Requirement —
List each line of the data below that contains the string "pole", treating uppercase and lowercase letters as different.

(Records from a dataset)
◇ ◇ ◇

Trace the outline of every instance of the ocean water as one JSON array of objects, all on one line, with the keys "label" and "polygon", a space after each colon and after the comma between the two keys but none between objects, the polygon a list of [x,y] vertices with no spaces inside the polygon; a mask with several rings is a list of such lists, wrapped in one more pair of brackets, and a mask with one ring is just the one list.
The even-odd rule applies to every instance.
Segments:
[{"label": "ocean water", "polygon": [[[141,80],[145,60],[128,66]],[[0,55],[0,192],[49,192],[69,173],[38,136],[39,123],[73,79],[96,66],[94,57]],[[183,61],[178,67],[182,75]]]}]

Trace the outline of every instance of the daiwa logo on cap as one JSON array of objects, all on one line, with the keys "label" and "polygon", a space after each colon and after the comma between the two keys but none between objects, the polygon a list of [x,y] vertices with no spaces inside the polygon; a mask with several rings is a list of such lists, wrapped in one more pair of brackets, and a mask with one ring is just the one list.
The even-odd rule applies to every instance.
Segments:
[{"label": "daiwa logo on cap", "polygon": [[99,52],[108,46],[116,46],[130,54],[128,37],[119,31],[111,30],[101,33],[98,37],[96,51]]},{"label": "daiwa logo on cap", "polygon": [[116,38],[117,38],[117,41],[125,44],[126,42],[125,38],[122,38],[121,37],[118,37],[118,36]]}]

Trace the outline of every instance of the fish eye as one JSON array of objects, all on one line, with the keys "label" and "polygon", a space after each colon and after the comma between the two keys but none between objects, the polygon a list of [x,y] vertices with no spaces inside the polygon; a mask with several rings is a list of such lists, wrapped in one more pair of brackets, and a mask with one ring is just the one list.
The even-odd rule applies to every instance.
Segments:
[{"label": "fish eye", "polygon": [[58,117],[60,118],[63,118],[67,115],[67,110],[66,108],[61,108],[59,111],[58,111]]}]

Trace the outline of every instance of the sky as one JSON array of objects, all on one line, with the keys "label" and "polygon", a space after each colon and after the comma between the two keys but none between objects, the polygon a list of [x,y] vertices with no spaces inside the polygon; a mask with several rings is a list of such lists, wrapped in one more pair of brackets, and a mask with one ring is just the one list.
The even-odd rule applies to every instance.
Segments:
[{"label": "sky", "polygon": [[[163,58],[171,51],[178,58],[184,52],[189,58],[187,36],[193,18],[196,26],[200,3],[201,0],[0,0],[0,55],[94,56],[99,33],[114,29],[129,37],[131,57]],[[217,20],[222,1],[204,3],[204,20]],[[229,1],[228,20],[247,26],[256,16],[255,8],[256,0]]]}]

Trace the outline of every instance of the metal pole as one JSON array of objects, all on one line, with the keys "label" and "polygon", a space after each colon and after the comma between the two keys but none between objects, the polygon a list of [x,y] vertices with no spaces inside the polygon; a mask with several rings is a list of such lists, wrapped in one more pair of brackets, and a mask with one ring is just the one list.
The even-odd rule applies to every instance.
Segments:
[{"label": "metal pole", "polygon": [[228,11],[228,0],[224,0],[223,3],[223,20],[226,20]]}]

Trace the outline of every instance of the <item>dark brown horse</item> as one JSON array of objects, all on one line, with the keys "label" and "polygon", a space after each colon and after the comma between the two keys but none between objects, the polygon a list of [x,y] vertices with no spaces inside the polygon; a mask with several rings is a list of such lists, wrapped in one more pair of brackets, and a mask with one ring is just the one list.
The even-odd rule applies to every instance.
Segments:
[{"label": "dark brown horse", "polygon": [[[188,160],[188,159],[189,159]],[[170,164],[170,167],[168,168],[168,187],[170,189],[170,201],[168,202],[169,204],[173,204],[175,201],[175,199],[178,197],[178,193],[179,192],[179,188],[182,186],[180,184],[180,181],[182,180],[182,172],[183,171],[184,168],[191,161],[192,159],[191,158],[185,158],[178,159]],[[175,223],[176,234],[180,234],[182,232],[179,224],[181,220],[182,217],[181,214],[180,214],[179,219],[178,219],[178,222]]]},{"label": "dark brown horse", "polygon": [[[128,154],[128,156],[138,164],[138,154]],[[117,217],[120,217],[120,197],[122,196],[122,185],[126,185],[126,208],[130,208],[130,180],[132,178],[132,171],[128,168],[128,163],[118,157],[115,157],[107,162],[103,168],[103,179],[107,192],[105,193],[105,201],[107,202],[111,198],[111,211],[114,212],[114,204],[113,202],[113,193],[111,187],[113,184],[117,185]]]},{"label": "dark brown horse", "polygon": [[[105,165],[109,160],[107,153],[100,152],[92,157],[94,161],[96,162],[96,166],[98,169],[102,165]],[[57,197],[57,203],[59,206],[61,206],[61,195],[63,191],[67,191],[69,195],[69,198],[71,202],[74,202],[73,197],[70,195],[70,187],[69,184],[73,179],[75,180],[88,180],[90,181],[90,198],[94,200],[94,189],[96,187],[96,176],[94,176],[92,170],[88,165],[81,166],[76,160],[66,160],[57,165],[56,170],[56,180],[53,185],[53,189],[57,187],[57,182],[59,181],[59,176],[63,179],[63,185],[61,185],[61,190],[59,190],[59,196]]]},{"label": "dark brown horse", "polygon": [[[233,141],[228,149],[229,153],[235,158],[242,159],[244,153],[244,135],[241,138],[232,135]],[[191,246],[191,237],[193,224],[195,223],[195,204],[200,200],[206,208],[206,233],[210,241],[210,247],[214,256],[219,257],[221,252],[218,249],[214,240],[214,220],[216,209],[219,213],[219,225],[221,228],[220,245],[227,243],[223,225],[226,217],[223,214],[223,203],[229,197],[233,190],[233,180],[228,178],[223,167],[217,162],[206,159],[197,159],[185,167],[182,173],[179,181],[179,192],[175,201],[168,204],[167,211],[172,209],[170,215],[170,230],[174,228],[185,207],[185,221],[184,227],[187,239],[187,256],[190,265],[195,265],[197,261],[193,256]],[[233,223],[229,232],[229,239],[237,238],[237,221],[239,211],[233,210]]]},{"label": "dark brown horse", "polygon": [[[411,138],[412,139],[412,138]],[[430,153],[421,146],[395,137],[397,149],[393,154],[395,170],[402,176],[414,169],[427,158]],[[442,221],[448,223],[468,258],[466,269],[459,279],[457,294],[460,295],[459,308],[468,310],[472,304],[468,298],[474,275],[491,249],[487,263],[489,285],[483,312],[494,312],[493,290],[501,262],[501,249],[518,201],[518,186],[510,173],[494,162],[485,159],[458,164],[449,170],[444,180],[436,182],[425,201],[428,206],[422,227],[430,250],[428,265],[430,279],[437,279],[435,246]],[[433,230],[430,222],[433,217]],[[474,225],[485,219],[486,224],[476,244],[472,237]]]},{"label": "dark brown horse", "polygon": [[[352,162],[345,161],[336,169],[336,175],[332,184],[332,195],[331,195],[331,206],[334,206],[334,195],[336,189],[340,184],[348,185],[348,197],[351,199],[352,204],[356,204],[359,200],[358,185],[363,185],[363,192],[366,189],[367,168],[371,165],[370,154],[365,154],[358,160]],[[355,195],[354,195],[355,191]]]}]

◇ ◇ ◇

Written answer —
Trace the outline of every instance of the metal pole as one JSON array of objects, all on one line, with the keys "label" and "polygon", a space after each colon and after the comma between the two keys but none between objects, the polygon a list of [x,y] vertices with no spaces inside the polygon; a mask with several rings is a list of such lists, wrapped in one more pair of brackets, and a mask with one ring is just the one list.
[{"label": "metal pole", "polygon": [[228,11],[228,0],[224,0],[223,3],[223,20],[226,20]]}]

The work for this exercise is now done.